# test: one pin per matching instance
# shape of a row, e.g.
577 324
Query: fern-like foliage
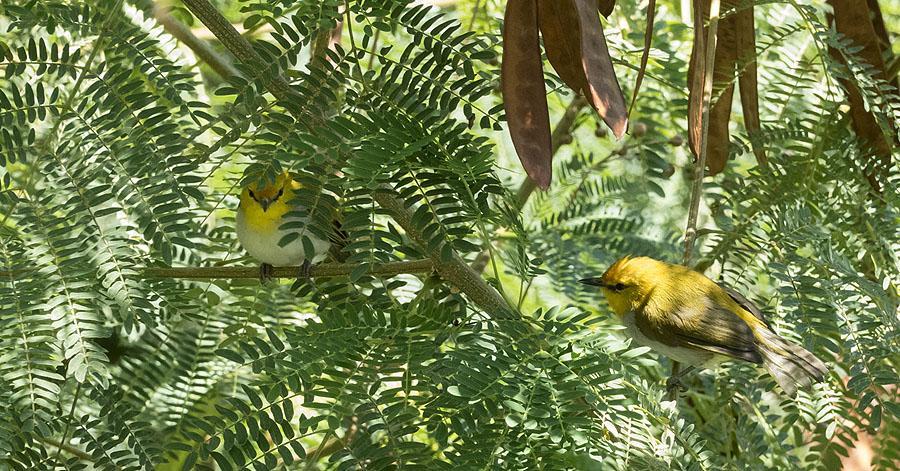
119 153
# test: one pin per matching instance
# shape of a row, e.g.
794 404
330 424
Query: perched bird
260 216
691 319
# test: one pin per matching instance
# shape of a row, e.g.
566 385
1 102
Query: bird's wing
713 329
746 304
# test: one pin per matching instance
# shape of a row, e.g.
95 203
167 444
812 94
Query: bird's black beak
592 281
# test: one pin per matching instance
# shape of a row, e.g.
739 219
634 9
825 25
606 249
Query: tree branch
453 269
690 233
240 47
560 132
323 270
203 50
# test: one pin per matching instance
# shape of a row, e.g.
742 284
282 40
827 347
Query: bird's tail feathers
791 365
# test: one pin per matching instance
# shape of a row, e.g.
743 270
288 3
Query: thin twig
204 51
317 271
690 233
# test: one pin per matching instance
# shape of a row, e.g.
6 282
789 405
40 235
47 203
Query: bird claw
265 272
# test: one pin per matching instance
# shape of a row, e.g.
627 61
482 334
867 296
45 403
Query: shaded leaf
718 137
576 47
606 6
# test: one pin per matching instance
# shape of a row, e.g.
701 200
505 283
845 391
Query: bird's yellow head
628 282
266 205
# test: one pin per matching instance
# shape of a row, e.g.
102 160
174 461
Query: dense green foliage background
120 150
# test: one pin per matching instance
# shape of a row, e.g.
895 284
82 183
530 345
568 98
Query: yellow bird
691 319
261 213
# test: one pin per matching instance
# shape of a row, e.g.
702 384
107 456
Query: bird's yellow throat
264 207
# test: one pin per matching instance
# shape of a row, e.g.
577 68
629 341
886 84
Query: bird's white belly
263 245
685 355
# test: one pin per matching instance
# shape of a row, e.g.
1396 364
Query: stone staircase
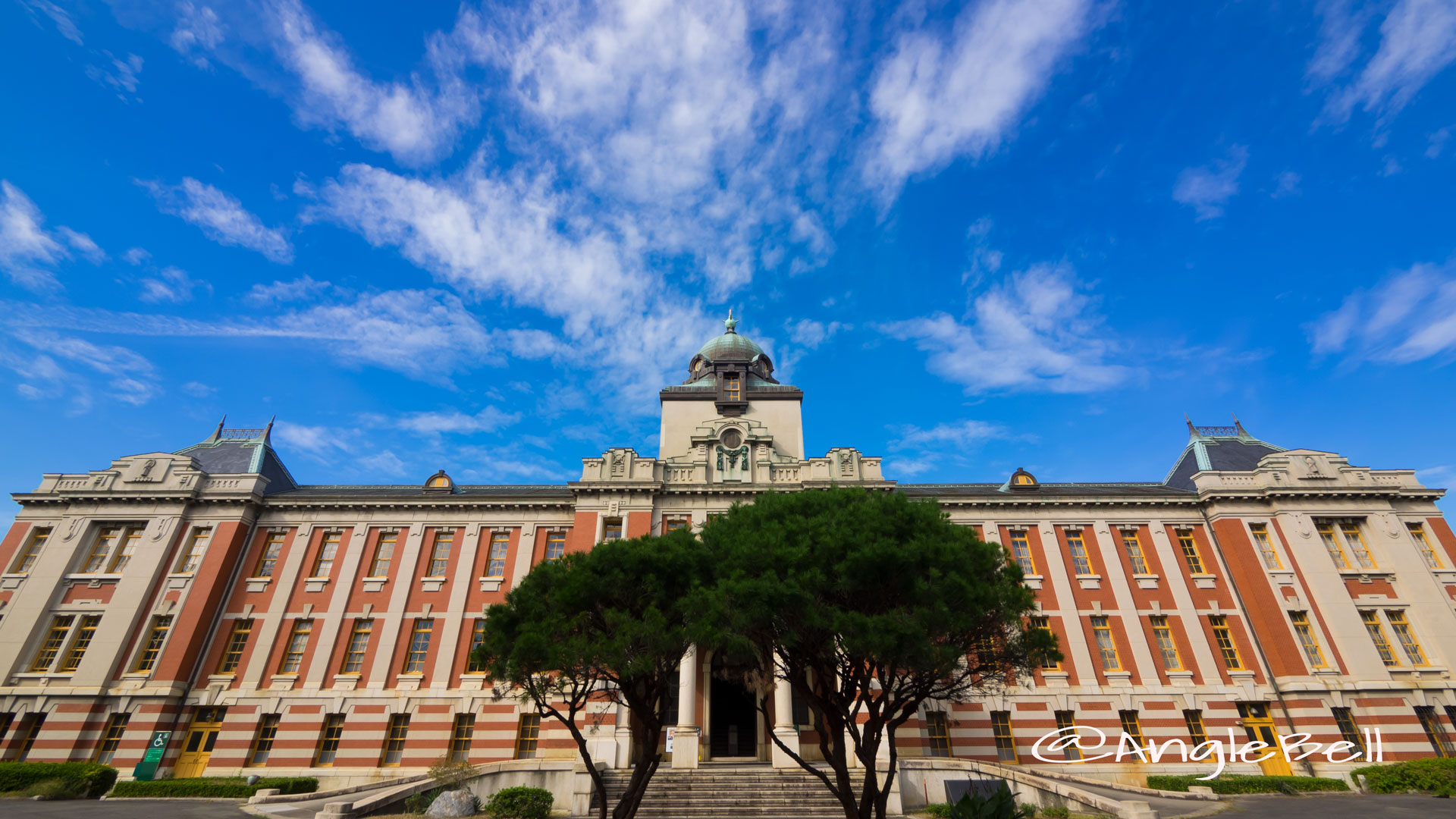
728 792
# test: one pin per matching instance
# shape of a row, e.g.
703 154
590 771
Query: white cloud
60 17
28 251
1207 188
220 216
1417 42
121 76
940 98
808 333
300 289
1033 331
171 284
487 420
1408 316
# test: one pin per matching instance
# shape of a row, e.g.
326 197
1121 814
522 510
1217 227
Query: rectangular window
1357 547
270 558
1164 635
1022 553
495 563
526 735
1261 539
111 738
79 643
1134 551
329 741
1066 726
1308 640
262 741
1421 544
460 738
612 529
34 730
359 643
193 553
52 646
1005 742
440 553
1196 732
25 558
156 635
1131 727
1348 730
395 741
1044 624
1190 550
938 733
383 553
1106 646
1372 621
126 547
1337 553
1405 635
419 646
297 645
1435 730
237 642
1225 639
476 637
1079 554
328 550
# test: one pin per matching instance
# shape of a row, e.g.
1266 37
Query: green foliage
520 803
83 780
1001 805
1235 783
1427 776
215 787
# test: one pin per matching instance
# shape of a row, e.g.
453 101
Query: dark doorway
734 719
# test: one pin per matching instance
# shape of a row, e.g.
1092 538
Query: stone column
686 735
783 726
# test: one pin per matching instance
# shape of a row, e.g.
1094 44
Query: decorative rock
452 805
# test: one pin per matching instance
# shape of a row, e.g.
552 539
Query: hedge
1429 776
213 787
1235 783
86 780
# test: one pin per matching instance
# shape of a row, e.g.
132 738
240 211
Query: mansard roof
1218 449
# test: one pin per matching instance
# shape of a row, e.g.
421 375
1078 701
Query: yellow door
197 748
1261 729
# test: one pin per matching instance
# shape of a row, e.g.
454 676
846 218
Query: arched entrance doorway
733 720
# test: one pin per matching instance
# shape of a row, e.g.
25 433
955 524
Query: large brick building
327 629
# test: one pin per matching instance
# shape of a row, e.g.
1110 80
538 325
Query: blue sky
479 238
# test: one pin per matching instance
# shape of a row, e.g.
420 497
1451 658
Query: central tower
728 403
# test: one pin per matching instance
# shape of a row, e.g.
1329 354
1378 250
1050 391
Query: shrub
1429 776
83 780
520 803
1248 784
213 787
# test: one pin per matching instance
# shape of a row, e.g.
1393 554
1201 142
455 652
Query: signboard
156 749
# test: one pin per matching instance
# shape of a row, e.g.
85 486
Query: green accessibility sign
156 749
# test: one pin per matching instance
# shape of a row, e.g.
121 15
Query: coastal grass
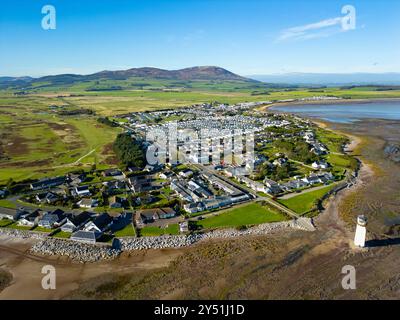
151 231
5 222
251 214
7 204
303 203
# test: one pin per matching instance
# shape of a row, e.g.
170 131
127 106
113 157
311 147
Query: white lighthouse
361 231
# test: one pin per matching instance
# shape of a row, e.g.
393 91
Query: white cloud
320 29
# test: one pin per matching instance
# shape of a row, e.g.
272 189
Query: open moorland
50 130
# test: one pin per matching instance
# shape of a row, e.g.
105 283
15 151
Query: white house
82 191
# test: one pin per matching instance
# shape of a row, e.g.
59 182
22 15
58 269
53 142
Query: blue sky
247 37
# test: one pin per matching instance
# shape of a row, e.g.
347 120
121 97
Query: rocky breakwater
81 252
22 234
162 242
262 229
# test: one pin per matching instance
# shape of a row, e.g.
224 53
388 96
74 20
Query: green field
37 141
5 222
250 214
151 231
305 202
128 231
7 204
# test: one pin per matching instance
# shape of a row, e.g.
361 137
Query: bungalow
166 175
52 219
47 183
166 213
151 215
3 193
320 165
312 179
82 191
88 203
47 198
75 221
84 236
115 202
76 179
183 227
99 224
115 173
194 207
30 219
273 187
280 162
11 214
186 173
146 216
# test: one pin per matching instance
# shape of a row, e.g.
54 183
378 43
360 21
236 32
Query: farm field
36 142
303 203
251 214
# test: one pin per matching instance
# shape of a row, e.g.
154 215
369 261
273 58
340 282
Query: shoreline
327 102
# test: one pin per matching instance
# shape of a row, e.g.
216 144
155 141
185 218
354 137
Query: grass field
128 231
7 204
36 142
5 222
251 214
151 231
305 202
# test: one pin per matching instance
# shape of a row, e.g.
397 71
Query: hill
128 79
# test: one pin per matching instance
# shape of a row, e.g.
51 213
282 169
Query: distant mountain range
207 73
204 77
331 79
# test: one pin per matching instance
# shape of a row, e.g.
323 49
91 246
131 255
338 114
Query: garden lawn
251 214
127 231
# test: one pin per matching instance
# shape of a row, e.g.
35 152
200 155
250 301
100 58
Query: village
204 174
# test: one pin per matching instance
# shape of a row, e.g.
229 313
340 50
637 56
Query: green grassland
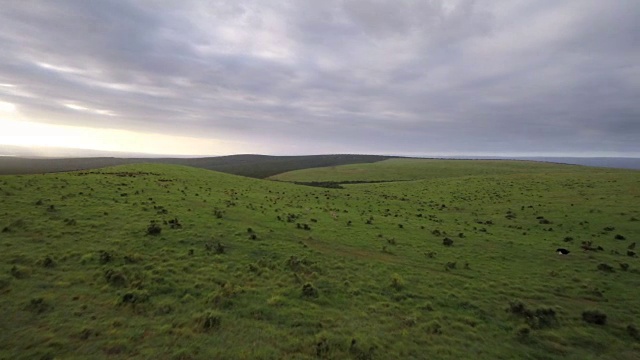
173 262
402 169
256 166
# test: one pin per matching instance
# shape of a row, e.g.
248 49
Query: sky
417 78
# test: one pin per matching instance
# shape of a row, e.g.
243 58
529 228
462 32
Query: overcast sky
511 77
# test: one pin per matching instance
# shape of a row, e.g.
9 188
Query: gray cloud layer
439 76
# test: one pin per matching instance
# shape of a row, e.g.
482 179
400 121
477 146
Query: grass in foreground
173 262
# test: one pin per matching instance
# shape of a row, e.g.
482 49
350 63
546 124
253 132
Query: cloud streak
415 77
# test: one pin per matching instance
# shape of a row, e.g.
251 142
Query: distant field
256 166
175 262
415 169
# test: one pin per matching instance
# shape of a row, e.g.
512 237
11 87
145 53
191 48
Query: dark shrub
594 317
115 278
174 223
605 267
523 332
20 272
397 282
154 229
543 318
135 297
38 306
210 321
322 348
309 291
538 319
105 257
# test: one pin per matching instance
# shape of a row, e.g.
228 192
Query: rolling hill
457 261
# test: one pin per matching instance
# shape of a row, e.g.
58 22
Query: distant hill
256 166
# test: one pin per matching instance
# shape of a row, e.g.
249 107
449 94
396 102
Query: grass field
173 262
416 169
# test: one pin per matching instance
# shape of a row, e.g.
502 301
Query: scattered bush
47 262
174 224
115 278
538 319
20 272
434 327
5 282
154 229
210 321
134 297
309 291
594 317
523 332
105 257
397 282
322 348
605 267
38 306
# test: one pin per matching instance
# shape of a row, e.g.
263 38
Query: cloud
361 76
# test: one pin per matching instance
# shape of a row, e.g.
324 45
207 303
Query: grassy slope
384 284
415 169
256 166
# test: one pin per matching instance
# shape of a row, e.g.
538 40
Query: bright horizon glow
17 131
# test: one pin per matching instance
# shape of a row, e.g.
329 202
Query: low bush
309 291
605 267
594 317
154 229
209 320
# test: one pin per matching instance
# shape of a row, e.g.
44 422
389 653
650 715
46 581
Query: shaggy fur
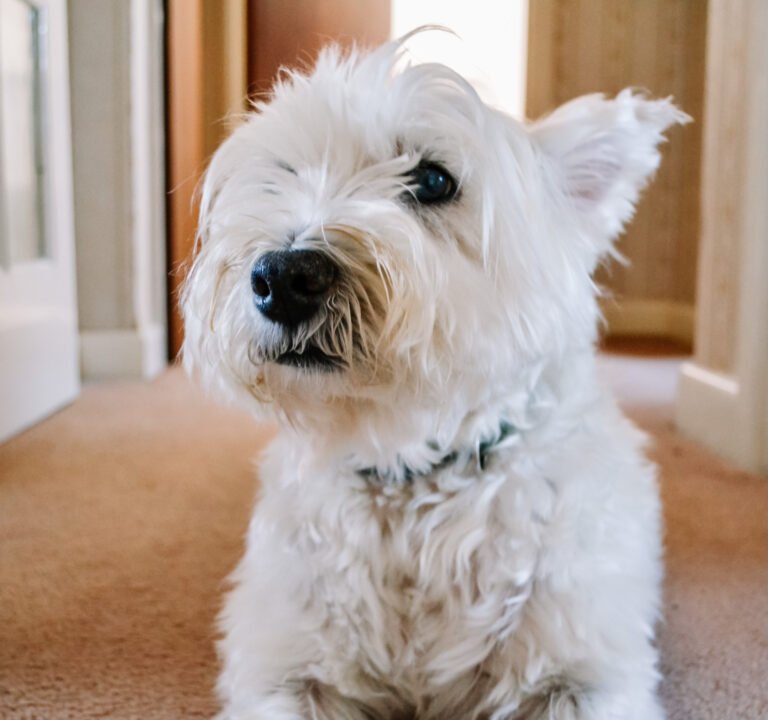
407 556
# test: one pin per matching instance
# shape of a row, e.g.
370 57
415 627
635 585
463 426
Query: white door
38 316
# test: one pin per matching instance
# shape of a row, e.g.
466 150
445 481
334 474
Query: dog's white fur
529 589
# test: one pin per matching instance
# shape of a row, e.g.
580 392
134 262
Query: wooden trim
185 145
657 318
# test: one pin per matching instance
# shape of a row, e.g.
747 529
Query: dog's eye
433 183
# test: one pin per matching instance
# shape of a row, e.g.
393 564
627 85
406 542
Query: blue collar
480 454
──────────
List every line of the material that contains the string "hill", matching case exactly.

Query: hill
Query: rolling hill
Query: distant hill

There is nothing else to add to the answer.